(SOURCE EXTRACT)
# # # # #

Disclaimer
This edited version has been archived due to the length of time since original publication. It should not be regarded as indicative of the ATO's current views. The law may have changed since original publication, and views in the edited version may also be affected by subsequent precedents and new approaches to the application of the law.

You cannot rely on this record in your tax affairs. It is not binding and provides you with no protection (including from any underpaid tax, penalty or interest). In addition, this record is not an authority for the purposes of establishing a reasonably arguable position for you to apply to your own circumstances. For more information on the status of edited versions of private advice and reasons we publish them, see PS LA 2008/4.

Edited version of private ruling

Authorisation Number: 1011696727384

    This edited version of your ruling will be published in the public Register of private binding rulings after 28 days from the issue date of the ruling. The attached private rulings fact sheet has more information.

    Please check this edited version to be sure that there are no details remaining that you think may allow you to be identified. Contact us at the address given in the fact sheet if you have any concerns.

Ruling

Subject: Deductibility of interest expense

Question:

Are you entitled to a deduction for the interest expenses you incur on your Line of Credit (LOC), which is secured by your primary residence, to the extent that the funds are used in the course of generating assessable income?

Answer: Yes.

This ruling applies for the following period:

Year ended 30 June 2011

The scheme commences on:

1 July 2010

Relevant facts and circumstances

You and your spouse both work in individual medical practices as sole traders.

# # # # #

(Referring expression grounding listing)
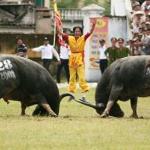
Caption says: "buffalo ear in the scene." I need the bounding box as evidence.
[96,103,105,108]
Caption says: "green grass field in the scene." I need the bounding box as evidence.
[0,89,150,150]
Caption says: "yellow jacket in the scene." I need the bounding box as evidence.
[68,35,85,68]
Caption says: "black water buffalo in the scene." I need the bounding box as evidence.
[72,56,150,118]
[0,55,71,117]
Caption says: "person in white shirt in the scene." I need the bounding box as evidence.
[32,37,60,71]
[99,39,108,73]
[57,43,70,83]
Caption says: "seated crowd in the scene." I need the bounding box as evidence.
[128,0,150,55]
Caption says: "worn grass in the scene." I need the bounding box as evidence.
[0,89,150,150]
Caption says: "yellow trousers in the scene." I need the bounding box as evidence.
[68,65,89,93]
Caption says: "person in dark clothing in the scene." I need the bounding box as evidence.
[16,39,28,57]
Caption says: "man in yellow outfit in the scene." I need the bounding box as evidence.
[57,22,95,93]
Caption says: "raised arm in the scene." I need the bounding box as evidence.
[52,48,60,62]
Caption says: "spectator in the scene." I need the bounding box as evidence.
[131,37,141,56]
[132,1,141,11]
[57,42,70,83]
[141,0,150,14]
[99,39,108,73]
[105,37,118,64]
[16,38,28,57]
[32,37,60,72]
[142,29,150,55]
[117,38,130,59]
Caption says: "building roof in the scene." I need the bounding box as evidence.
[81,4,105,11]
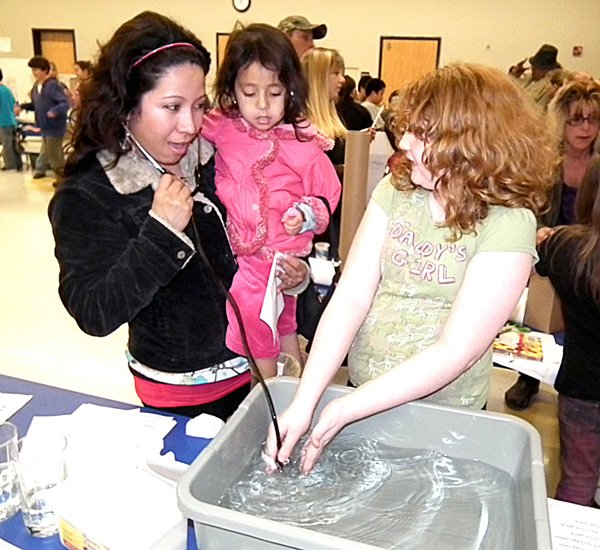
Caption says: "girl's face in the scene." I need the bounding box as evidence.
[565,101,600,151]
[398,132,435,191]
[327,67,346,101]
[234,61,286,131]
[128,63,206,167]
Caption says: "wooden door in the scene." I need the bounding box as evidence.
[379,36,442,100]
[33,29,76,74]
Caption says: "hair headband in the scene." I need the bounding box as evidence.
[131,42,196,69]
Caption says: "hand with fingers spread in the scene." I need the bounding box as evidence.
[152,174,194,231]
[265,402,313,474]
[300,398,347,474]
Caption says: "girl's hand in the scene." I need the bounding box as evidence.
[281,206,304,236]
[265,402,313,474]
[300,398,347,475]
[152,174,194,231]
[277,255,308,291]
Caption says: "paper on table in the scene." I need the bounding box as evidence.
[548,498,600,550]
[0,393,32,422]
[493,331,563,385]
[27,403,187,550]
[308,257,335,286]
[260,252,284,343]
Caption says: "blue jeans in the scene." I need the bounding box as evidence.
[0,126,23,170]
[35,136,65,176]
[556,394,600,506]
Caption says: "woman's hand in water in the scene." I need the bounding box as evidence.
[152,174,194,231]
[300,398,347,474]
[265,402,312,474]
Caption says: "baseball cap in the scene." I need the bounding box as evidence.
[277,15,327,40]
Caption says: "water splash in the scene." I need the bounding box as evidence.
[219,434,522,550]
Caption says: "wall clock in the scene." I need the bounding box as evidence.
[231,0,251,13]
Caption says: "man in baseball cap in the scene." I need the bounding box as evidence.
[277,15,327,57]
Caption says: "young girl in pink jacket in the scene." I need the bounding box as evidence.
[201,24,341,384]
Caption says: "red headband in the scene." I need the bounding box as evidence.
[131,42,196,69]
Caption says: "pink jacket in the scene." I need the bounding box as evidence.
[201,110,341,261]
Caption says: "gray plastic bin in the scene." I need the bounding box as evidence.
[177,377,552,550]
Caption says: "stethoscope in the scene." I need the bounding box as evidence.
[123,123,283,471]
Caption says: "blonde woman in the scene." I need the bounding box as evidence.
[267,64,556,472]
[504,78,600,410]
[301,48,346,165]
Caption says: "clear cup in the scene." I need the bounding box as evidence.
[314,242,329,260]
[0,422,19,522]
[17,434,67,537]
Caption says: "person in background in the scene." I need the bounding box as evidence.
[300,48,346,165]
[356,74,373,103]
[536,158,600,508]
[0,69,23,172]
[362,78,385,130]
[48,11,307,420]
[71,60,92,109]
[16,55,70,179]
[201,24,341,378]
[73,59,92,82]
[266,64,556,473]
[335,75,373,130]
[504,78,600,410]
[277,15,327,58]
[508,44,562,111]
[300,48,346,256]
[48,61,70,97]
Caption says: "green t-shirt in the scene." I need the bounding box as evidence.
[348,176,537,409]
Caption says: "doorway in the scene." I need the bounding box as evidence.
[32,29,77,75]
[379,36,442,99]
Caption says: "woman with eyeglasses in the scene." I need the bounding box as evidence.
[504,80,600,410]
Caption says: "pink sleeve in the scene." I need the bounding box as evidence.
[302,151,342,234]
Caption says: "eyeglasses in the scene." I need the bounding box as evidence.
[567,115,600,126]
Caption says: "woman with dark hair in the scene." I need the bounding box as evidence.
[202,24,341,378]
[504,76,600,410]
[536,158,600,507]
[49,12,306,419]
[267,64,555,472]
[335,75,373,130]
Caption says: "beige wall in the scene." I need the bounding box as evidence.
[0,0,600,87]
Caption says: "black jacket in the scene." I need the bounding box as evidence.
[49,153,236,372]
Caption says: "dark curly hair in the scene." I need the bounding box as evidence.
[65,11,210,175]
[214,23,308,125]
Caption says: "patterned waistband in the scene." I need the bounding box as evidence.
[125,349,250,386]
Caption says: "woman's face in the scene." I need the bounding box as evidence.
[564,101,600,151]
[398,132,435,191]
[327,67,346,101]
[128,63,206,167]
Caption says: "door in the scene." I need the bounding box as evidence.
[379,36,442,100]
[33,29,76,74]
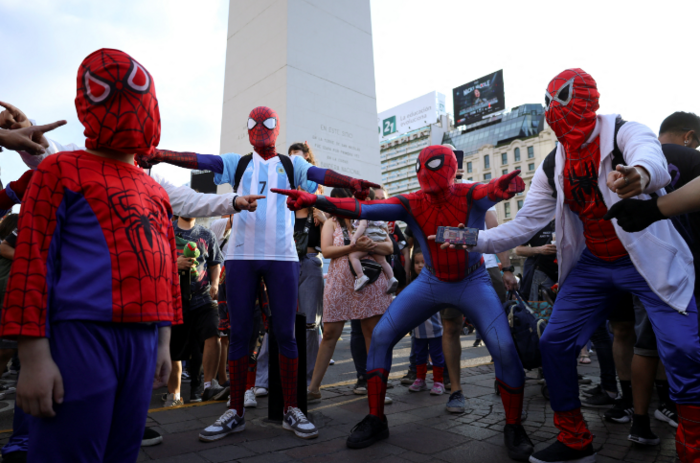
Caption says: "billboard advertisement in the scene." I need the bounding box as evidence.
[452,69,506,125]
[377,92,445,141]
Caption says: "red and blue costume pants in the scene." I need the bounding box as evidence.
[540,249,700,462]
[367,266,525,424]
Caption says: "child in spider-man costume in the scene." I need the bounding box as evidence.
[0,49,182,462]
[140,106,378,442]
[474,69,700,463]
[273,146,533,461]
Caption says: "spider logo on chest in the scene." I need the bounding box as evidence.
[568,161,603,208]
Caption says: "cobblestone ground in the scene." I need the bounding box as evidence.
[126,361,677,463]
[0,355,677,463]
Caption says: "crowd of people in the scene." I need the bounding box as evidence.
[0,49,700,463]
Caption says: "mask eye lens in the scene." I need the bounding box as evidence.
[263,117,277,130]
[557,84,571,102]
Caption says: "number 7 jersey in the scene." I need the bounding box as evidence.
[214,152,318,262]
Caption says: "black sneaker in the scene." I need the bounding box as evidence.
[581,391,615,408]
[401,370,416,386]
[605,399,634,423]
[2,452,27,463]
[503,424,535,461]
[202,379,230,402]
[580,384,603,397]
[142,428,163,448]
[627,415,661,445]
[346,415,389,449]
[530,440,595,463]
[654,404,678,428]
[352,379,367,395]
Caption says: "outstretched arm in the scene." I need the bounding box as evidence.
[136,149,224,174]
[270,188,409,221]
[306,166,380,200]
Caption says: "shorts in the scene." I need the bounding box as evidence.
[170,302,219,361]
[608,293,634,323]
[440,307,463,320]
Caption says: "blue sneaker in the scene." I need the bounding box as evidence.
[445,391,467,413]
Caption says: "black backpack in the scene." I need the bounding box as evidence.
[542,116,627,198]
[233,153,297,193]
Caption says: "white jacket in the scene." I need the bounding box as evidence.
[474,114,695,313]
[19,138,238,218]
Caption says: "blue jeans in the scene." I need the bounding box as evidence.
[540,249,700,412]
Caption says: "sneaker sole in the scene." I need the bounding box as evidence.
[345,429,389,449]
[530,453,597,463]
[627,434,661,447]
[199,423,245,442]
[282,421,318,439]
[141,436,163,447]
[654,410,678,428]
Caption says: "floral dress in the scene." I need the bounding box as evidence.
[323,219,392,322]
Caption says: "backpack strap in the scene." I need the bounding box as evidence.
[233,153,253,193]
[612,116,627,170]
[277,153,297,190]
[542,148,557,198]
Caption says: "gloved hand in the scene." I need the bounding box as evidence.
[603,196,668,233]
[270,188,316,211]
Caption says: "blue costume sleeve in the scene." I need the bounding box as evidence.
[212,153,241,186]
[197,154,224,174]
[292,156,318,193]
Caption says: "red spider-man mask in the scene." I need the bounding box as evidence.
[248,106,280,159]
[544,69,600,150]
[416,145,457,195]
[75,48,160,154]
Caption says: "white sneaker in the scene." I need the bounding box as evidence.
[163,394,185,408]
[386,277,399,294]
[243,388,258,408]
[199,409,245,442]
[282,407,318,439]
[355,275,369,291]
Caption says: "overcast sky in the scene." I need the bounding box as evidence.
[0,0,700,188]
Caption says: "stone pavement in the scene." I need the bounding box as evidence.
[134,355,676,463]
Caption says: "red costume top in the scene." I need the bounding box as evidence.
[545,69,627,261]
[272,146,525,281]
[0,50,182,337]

# # # # #

(WORK TO COMPLETE)
- 1) Translate this sentence from the private ruling into Spanish: "You and your spouse both work in individual medical practices as sole traders."
- 2) Print the part of the private ruling from "This edited version of" to "generating assessable income?".
The listing plays no part in any of this.

(ANSWERS PROVIDED)
- 1) Usted y su cónyuge trabajan en consultorios médicos individuales, ambos como trabajadores por cuenta propia.

- 2)
This edited version of your ruling will be published in the public Register of private binding rulings after 28 days from the issue date of the ruling. The attached private rulings fact sheet has more information.

    Please check this edited version to be sure that there are no details remaining that you think may allow you to be identified. Contact us at the address given in the fact sheet if you have any concerns.

Ruling

Subject: Deductibility of interest expense

Question:

Are you entitled to a deduction for the interest expenses you incur on your Line of Credit (LOC), which is secured by your primary residence, to the extent that the funds are used in the course of generating assessable income?